_Data for this exercise_

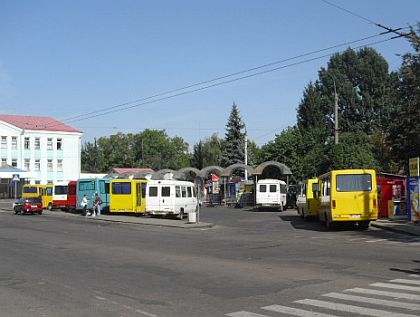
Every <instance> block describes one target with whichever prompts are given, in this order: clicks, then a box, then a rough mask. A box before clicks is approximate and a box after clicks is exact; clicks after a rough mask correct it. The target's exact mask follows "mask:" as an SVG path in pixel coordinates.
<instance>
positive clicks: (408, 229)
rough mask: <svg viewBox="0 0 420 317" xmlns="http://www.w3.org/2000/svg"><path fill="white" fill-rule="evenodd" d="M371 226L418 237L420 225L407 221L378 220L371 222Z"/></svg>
mask: <svg viewBox="0 0 420 317" xmlns="http://www.w3.org/2000/svg"><path fill="white" fill-rule="evenodd" d="M371 226H372V227H376V228H380V229H384V230H390V231H394V232H398V233H404V234H407V235H410V236H420V224H418V223H413V222H409V221H408V220H391V219H378V220H376V221H372V222H371Z"/></svg>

_Work task_
Could you restate each record word for word, keeping the pictures out?

_Finished task_
Every <instance> block describes one target with whichever prompts are given, in this order: clicks, then a box, then a rough mask. A box before clicks is approximate and a box after clicks is exact; clicks after a rough mask correct it. The target's exact mask follows "mask:" as an SVG path in pixel coordinates.
<instance>
positive clicks: (408, 229)
rough mask: <svg viewBox="0 0 420 317" xmlns="http://www.w3.org/2000/svg"><path fill="white" fill-rule="evenodd" d="M371 226L418 237L420 225L407 221L378 220L371 222Z"/></svg>
mask: <svg viewBox="0 0 420 317" xmlns="http://www.w3.org/2000/svg"><path fill="white" fill-rule="evenodd" d="M371 226H372V227H376V228H380V229H384V230H390V231H394V232H398V233H404V234H407V235H410V236H420V224H418V223H413V222H409V221H408V220H391V219H378V220H376V221H372V222H371Z"/></svg>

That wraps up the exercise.